* Requirements
Each line from the one that contains "spot the white interior door." to the end of the material must be set down exactly, and no line before it.

* Working data
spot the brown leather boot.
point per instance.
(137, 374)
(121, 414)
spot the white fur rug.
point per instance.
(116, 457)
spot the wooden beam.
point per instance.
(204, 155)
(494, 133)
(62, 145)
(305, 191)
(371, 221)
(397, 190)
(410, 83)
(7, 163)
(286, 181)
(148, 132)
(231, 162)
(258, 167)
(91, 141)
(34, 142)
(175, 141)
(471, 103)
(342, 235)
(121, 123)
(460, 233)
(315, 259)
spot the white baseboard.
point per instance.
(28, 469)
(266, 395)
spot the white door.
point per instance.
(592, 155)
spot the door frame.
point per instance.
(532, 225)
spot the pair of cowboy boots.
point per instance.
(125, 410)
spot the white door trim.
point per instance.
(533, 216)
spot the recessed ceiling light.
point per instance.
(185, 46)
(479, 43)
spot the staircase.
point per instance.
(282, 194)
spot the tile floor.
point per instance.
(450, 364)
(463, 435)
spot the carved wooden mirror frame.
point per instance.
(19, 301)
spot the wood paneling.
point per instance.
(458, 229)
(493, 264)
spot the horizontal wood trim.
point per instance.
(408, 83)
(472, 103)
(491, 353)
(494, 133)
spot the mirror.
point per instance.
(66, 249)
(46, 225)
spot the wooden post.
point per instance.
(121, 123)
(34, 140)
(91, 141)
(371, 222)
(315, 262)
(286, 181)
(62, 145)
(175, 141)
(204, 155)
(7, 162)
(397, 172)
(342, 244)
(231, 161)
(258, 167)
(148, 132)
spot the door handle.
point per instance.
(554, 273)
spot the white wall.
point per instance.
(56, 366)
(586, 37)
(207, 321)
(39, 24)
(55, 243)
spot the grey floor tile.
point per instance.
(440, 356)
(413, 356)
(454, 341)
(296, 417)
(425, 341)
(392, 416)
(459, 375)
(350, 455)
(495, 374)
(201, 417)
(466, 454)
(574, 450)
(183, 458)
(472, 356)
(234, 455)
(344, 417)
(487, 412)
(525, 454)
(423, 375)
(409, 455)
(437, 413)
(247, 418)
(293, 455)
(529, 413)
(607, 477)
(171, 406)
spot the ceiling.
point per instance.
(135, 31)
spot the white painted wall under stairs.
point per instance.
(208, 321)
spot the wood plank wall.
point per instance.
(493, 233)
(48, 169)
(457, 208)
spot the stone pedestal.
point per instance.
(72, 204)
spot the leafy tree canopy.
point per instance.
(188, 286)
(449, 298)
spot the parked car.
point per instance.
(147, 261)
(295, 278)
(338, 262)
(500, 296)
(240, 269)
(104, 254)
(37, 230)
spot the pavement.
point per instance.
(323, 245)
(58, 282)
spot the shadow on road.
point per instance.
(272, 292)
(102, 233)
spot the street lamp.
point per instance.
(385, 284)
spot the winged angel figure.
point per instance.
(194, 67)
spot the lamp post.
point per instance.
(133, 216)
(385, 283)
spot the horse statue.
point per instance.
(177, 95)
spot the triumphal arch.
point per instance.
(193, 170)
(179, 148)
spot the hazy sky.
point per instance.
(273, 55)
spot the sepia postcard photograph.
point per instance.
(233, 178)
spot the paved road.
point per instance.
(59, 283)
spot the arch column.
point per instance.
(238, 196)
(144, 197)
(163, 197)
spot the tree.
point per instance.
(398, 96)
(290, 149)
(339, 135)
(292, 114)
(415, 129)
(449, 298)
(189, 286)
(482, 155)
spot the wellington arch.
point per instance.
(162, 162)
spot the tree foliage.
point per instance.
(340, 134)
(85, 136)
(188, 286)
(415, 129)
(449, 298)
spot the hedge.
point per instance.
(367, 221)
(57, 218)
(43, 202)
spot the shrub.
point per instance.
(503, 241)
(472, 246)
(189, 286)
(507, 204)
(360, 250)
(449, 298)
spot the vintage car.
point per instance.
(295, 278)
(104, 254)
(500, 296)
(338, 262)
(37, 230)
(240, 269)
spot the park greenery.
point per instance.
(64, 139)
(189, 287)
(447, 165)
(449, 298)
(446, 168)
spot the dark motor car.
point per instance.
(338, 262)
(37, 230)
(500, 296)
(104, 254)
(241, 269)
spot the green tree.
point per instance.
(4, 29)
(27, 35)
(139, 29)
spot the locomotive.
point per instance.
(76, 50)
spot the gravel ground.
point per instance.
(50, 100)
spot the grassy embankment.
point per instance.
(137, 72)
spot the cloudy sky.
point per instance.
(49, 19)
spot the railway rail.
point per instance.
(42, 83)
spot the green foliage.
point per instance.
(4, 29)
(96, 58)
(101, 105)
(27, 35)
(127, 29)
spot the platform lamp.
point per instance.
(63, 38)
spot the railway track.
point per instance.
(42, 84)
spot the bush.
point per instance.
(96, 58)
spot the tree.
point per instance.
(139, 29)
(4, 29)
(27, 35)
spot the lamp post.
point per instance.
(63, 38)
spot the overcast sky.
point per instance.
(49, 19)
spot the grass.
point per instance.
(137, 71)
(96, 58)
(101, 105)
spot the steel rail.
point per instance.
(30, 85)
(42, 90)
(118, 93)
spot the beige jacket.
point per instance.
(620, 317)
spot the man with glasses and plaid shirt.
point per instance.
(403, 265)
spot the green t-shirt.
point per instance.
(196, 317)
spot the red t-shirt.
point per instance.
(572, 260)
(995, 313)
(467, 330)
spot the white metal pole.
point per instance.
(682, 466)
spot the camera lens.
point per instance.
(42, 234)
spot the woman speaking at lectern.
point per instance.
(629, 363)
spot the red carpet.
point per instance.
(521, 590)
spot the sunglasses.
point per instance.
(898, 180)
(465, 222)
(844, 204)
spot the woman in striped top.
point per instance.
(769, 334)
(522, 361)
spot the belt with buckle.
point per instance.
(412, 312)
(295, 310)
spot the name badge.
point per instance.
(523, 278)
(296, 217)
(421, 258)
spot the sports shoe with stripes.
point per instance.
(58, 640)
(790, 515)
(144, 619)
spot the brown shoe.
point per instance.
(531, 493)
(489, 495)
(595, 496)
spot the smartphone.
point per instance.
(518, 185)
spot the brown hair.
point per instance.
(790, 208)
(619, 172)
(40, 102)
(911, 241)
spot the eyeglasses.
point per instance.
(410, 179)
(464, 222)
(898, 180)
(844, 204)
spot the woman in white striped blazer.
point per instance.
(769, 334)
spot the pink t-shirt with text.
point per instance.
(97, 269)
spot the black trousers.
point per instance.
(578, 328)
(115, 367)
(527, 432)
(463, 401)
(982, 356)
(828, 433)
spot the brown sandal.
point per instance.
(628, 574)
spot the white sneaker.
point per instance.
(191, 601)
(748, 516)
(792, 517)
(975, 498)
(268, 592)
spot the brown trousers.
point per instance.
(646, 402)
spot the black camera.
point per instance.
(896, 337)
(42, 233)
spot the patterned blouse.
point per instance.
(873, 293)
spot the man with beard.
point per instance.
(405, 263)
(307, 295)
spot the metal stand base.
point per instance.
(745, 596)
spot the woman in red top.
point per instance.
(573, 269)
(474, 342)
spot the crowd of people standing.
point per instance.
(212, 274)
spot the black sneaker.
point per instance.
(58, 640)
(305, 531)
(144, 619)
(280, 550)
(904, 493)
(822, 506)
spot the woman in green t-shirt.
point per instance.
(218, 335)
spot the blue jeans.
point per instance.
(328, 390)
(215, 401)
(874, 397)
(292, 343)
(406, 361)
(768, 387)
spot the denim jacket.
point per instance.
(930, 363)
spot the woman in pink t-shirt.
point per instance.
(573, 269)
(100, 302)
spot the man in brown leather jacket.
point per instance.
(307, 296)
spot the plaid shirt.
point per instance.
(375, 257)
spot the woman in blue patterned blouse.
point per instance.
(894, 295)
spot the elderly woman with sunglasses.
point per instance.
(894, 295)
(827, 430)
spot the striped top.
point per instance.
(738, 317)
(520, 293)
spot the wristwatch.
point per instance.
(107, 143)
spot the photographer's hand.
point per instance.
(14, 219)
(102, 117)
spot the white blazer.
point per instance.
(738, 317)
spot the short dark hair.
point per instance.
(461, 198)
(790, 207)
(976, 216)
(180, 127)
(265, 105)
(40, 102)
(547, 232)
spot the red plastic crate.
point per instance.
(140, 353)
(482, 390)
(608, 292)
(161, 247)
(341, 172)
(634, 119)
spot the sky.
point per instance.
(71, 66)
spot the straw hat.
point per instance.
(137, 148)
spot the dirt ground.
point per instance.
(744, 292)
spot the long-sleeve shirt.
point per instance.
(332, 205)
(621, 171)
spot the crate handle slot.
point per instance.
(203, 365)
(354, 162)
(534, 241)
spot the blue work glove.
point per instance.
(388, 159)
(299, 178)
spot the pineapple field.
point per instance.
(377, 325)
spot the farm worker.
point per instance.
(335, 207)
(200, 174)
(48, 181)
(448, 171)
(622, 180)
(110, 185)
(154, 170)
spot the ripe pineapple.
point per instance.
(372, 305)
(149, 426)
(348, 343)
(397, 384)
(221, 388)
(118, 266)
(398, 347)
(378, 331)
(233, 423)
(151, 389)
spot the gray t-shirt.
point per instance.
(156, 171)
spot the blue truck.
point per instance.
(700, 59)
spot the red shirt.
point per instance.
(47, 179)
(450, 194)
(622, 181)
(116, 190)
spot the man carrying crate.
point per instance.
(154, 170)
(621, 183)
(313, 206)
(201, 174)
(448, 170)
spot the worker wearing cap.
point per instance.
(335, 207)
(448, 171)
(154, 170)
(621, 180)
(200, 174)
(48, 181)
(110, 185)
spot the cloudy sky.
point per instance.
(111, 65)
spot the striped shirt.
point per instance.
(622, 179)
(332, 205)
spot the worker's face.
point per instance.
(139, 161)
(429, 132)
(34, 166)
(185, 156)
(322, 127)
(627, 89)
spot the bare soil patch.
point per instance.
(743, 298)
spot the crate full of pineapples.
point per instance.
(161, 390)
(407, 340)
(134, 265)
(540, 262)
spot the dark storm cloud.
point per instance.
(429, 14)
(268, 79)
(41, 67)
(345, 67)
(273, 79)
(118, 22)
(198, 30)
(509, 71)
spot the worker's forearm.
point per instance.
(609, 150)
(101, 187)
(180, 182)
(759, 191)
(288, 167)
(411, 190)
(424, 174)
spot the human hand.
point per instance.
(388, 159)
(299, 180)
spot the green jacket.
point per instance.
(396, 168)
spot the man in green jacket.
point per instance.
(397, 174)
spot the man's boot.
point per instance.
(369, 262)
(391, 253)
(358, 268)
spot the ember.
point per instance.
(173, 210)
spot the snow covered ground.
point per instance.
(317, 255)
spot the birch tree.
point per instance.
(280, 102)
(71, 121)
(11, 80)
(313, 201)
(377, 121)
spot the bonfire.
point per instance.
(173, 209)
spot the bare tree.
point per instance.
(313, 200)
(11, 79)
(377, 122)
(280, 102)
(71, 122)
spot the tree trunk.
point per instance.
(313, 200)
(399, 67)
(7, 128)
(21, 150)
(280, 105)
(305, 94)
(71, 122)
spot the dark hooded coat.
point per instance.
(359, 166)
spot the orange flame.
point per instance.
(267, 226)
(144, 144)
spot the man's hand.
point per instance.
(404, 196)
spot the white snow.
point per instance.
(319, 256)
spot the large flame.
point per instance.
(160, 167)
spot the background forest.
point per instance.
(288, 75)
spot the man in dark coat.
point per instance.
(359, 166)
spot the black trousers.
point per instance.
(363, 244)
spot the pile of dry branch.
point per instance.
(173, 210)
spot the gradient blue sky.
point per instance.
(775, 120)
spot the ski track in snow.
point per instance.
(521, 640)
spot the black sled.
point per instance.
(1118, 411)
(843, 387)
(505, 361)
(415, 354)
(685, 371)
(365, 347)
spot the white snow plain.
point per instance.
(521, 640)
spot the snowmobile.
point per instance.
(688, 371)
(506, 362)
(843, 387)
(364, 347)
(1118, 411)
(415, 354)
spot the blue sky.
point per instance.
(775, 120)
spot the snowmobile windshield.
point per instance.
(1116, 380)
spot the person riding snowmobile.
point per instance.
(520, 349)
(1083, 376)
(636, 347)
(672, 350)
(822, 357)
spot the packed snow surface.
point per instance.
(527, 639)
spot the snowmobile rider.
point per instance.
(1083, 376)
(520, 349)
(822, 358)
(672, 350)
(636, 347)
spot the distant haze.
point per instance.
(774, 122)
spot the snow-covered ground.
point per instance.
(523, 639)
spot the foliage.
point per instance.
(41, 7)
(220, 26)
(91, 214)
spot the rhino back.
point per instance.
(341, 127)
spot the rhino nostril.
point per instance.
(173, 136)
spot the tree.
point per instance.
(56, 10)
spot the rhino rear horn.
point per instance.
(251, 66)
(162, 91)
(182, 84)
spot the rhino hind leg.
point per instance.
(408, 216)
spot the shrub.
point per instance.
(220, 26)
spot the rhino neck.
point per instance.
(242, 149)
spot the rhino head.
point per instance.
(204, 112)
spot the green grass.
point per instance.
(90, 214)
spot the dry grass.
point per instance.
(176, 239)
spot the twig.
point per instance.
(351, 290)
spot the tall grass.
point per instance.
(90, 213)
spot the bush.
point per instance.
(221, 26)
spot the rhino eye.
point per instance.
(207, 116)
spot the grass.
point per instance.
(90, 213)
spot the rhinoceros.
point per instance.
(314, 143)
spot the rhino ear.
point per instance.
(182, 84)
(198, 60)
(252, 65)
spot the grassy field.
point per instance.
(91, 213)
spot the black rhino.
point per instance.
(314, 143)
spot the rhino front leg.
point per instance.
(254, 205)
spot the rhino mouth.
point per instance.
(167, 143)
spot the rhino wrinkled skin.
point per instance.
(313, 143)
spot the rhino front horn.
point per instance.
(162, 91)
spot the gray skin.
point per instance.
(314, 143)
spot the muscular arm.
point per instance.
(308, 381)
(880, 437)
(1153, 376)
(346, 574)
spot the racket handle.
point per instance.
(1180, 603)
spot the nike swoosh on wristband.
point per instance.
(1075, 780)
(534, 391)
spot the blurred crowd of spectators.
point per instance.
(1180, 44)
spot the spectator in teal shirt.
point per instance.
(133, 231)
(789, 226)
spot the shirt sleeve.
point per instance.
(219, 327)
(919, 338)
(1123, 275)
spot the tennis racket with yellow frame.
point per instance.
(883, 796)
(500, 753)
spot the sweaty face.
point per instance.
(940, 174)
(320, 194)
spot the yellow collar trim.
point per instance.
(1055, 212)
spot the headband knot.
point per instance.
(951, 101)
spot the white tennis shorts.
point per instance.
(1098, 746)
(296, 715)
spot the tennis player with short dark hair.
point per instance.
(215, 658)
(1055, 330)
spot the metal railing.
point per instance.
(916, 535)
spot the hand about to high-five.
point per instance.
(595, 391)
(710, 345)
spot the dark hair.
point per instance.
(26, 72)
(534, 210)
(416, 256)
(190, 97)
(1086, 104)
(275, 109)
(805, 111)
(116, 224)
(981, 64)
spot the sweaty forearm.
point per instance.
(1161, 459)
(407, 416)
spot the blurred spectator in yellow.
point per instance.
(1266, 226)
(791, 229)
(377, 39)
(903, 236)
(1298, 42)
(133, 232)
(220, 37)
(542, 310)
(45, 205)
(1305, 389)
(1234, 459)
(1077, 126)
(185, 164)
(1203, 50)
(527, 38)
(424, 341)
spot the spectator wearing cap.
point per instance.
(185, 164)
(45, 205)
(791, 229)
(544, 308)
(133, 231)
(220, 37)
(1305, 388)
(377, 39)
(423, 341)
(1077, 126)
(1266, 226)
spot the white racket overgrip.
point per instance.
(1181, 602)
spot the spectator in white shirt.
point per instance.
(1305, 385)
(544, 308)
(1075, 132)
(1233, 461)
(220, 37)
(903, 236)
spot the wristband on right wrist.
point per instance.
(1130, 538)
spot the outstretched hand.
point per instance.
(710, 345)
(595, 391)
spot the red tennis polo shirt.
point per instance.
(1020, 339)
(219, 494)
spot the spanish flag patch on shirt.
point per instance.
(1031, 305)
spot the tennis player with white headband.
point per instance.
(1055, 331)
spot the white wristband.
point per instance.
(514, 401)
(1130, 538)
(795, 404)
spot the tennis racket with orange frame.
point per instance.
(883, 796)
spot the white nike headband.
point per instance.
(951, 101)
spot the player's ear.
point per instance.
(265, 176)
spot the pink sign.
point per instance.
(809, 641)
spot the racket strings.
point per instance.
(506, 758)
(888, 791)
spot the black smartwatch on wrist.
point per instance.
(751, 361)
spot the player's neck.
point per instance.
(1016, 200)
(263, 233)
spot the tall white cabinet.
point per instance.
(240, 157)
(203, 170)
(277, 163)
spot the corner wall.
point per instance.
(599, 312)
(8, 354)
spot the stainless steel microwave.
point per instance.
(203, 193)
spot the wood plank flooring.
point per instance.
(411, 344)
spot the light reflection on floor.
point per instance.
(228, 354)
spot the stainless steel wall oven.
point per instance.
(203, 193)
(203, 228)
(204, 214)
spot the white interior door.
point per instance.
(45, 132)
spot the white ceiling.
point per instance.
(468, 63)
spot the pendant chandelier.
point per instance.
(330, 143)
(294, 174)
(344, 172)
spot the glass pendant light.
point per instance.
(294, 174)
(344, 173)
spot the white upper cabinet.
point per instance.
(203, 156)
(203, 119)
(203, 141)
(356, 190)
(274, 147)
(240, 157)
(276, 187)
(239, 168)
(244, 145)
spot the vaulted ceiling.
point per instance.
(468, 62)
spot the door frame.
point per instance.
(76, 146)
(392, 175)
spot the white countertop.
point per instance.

* Reply
spot the white interior door.
point per instance.
(45, 132)
spot the white ceiling.
point per instance.
(468, 63)
spot the pendant chandelier.
point per instance.
(330, 143)
(294, 174)
(344, 172)
spot the glass pendant light.
point per instance.
(294, 174)
(344, 173)
spot the white upper cabinet.
point per instance.
(203, 156)
(203, 119)
(203, 141)
(356, 190)
(274, 147)
(240, 157)
(276, 187)
(239, 168)
(244, 145)
spot the vaulted ceiling.
point per instance.
(468, 62)
spot the door frame.
point per instance.
(76, 146)
(392, 175)
spot the white countertop.
point per instance.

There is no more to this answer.